* The request:
In the material below, reproduce the lines from the line with "Pretty please, detect the power" up to and including the line with "[0,254,164,400]", swapping "white van" for "delivery van" and leaving everything else unchanged.

* Data for this task:
•••

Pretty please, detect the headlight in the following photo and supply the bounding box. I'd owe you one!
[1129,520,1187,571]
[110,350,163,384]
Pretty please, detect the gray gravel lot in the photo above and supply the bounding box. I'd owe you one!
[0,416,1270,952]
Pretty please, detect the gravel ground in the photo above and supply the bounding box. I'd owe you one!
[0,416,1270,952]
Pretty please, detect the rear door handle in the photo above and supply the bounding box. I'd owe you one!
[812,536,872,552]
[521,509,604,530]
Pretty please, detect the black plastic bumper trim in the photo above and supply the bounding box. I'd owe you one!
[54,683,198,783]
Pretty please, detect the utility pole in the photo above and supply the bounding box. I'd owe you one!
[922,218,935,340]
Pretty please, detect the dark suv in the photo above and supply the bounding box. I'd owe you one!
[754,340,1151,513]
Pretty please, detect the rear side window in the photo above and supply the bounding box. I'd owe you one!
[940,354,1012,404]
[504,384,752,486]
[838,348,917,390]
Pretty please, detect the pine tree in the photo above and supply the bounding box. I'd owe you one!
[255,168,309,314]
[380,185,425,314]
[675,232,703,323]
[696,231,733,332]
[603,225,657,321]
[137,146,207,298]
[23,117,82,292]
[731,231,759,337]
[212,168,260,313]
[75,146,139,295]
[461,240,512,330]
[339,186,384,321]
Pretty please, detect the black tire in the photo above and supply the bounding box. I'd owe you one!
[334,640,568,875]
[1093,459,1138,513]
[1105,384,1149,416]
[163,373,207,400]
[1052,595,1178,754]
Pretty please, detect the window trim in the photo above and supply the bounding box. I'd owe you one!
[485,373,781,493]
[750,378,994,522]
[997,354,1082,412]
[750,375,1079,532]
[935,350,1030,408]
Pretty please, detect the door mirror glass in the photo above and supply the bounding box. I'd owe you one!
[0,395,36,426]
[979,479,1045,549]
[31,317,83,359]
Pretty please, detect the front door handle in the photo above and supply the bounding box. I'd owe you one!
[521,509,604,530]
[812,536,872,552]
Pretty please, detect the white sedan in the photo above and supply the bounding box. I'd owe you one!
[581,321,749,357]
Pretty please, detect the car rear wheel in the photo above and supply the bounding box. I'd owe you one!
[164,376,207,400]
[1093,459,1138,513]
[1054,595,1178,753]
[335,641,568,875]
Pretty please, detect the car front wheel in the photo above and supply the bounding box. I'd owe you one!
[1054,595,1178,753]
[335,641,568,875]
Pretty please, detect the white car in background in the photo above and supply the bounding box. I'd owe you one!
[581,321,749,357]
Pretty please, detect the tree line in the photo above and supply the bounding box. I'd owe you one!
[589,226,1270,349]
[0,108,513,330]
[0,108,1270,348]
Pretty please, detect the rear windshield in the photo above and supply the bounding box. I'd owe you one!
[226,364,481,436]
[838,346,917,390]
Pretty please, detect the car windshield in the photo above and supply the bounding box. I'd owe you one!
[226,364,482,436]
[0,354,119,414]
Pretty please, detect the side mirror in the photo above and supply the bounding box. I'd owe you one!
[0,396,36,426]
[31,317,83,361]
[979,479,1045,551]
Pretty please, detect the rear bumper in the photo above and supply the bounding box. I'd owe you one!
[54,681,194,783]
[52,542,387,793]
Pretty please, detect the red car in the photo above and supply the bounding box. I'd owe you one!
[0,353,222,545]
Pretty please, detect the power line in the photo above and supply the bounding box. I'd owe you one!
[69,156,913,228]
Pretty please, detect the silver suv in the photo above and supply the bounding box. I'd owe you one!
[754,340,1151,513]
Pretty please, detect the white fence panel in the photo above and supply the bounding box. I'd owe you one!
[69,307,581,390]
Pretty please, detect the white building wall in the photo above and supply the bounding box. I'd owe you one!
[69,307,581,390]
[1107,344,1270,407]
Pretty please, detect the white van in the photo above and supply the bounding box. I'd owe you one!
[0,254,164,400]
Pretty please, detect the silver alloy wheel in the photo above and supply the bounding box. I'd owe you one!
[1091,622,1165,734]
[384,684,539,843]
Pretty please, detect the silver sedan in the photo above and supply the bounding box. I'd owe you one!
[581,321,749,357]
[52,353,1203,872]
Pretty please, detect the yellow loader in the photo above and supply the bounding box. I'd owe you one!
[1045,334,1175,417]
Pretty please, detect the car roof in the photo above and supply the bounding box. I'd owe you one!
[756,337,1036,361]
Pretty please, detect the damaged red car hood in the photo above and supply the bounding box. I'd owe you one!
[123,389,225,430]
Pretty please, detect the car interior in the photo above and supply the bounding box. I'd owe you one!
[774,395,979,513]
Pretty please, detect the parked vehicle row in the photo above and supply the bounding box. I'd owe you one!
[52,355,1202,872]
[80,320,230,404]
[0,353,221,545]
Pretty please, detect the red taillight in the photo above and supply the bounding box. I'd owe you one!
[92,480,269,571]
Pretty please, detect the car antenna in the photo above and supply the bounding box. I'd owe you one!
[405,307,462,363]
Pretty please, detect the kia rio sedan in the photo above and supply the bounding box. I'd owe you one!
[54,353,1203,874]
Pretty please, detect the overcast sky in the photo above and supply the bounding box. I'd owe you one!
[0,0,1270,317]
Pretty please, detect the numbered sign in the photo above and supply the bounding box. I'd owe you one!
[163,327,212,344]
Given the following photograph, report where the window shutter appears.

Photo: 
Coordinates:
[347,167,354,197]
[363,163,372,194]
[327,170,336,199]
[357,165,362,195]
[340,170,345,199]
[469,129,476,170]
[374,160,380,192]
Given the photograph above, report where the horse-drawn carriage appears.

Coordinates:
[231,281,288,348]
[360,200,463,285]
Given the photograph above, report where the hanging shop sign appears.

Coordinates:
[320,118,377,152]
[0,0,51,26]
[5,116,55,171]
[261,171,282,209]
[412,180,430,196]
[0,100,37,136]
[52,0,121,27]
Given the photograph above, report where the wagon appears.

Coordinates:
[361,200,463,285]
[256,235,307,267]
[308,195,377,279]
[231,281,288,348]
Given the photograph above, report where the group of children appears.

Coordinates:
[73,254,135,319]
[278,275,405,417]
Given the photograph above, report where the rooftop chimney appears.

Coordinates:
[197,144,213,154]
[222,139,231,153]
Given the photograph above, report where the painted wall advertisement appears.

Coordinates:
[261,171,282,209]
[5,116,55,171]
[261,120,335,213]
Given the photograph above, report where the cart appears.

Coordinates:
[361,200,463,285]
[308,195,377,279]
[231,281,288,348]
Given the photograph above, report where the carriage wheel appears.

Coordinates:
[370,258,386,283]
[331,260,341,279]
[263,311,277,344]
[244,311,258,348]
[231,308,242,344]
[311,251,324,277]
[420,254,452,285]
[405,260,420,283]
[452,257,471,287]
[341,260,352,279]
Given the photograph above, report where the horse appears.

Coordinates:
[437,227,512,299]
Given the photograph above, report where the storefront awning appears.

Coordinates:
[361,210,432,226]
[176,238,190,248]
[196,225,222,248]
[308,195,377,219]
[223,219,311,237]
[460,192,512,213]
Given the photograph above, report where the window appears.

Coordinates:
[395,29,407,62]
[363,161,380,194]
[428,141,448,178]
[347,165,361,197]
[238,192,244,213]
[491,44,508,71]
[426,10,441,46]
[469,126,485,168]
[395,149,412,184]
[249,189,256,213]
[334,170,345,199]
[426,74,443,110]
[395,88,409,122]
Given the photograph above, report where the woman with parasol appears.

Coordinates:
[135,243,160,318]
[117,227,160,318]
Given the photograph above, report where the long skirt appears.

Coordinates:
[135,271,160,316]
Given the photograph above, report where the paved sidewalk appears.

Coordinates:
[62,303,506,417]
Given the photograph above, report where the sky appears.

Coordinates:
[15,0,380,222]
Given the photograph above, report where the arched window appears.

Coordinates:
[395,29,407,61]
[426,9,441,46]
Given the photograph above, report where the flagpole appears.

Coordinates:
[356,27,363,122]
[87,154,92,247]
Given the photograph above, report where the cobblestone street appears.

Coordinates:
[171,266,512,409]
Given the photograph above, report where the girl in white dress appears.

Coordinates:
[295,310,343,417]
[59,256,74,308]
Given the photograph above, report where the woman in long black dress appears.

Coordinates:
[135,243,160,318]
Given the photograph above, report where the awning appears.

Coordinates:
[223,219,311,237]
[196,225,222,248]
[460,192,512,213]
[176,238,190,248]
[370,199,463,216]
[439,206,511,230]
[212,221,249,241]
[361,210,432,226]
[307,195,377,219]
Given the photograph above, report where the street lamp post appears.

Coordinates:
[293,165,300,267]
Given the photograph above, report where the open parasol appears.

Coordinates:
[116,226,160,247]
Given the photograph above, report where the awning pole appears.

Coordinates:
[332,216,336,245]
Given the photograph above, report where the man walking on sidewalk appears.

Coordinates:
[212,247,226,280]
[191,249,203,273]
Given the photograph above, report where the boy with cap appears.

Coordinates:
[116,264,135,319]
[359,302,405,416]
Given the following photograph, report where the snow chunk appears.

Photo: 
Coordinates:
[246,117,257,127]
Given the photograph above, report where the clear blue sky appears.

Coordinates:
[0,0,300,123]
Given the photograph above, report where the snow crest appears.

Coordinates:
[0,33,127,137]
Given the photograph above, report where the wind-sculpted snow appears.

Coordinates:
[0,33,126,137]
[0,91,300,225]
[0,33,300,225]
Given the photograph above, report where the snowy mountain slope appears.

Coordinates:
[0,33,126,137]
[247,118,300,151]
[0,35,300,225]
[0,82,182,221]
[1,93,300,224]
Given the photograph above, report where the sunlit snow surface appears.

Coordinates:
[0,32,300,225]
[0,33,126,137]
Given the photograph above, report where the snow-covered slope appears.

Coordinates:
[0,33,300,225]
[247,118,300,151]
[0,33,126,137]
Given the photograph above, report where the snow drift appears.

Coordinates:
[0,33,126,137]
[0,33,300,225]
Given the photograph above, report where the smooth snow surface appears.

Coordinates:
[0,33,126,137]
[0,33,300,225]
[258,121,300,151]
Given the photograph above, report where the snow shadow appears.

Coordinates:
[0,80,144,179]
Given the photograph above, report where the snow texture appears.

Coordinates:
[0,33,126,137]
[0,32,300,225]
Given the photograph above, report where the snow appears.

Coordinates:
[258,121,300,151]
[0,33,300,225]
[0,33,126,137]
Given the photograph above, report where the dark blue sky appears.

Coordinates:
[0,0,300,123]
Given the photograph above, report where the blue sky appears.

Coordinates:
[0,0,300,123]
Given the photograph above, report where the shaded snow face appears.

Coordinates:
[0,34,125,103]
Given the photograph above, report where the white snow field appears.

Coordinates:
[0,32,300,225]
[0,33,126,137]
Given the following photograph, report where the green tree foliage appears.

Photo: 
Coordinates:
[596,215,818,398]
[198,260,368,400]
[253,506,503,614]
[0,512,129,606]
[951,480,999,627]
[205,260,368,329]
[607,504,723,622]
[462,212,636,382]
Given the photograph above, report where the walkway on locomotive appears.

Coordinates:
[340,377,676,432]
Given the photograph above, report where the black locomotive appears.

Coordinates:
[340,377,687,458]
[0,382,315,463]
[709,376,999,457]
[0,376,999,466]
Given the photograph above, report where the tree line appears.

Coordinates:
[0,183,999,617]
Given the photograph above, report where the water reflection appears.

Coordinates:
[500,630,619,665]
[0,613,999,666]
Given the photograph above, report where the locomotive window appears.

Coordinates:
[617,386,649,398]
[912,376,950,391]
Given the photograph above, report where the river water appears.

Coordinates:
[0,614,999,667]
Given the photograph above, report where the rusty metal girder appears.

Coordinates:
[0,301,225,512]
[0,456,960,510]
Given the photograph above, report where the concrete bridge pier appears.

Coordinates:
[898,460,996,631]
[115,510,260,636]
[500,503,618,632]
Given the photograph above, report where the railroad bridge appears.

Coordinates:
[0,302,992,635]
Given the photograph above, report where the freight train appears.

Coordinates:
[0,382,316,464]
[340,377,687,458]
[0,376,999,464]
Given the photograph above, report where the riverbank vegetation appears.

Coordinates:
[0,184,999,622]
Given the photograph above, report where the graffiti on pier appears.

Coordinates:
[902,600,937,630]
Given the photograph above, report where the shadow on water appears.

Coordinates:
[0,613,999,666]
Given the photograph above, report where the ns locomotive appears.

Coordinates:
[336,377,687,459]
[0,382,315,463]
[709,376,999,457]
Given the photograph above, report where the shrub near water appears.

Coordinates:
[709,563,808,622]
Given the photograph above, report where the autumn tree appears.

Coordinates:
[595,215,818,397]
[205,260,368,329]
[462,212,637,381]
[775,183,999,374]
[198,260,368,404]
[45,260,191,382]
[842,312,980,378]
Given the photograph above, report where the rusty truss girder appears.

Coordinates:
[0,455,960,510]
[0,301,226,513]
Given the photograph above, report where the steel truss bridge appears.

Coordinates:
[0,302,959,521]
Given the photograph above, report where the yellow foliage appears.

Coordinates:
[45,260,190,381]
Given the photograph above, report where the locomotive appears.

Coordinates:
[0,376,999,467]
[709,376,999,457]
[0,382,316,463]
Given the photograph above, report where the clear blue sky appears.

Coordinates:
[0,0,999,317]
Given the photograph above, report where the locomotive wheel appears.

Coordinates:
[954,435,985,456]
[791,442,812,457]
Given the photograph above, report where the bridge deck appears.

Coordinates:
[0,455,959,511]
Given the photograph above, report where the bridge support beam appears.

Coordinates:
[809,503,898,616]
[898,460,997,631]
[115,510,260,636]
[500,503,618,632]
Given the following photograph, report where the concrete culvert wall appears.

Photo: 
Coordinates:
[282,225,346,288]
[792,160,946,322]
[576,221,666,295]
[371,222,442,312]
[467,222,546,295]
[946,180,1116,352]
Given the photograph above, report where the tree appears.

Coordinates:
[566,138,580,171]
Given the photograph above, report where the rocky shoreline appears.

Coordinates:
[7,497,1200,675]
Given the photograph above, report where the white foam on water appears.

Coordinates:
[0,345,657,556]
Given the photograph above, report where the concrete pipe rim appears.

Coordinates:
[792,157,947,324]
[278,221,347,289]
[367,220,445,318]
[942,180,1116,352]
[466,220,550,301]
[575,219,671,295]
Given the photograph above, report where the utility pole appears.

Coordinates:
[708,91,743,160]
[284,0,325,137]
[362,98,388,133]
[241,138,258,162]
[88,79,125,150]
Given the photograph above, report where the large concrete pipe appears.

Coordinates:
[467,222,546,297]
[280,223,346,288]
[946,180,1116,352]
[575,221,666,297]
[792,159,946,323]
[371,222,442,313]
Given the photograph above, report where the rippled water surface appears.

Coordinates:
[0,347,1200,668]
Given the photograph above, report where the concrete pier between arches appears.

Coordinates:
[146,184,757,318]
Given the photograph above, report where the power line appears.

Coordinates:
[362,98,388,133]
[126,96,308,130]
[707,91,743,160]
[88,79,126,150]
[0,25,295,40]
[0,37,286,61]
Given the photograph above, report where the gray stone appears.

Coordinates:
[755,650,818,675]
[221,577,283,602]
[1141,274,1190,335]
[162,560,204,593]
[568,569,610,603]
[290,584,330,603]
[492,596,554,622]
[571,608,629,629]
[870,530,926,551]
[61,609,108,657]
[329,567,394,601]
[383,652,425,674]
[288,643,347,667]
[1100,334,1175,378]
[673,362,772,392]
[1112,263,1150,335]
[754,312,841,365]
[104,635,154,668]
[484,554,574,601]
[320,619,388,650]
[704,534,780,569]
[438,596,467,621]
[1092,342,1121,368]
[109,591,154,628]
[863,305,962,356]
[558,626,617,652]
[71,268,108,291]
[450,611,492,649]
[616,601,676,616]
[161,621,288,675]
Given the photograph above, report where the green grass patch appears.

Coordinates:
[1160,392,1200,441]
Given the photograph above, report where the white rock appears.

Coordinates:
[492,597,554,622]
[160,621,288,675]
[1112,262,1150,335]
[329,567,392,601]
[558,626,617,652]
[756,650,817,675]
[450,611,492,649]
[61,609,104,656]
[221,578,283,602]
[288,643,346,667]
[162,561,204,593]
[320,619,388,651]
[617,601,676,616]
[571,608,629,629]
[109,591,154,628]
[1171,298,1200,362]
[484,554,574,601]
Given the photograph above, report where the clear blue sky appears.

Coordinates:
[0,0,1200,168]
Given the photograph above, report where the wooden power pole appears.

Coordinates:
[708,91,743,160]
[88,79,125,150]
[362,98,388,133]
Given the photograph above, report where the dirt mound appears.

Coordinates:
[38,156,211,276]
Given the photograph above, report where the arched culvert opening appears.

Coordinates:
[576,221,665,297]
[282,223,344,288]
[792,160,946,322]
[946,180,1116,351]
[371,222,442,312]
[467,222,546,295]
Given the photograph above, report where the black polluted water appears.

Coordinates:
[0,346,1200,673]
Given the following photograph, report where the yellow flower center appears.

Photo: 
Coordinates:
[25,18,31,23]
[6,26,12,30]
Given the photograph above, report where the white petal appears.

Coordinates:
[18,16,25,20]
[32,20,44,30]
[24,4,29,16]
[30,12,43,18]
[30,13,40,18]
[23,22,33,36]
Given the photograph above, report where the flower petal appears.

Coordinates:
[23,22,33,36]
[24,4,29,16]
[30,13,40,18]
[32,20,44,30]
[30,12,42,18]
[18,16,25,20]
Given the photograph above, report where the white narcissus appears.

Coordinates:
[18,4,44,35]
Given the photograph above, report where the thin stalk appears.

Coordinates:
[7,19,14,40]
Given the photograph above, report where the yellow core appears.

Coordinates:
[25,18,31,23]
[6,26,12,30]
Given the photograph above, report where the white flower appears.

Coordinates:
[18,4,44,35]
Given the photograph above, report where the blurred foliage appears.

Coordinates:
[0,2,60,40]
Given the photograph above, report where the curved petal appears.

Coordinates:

•••

* The response:
Pretty please, detect the power line in the photo above and supply the bounding box. I'd owe you one!
[69,156,913,228]
Pretty please, detect the silver suv in the photo above and supply the bounding box. I'd owe you one!
[754,340,1151,513]
Pretty please, detect the white fence panel in the photo above and supply the bounding box. I'd owe you one!
[69,307,581,390]
Pretty please, detect the white building wall in the photo above and supply the bounding box. I'd owe you one!
[69,307,581,390]
[1107,344,1270,407]
Pretty please, detect the delivery van in the photo above and supply the bounding box. I'd owe you one!
[0,254,164,400]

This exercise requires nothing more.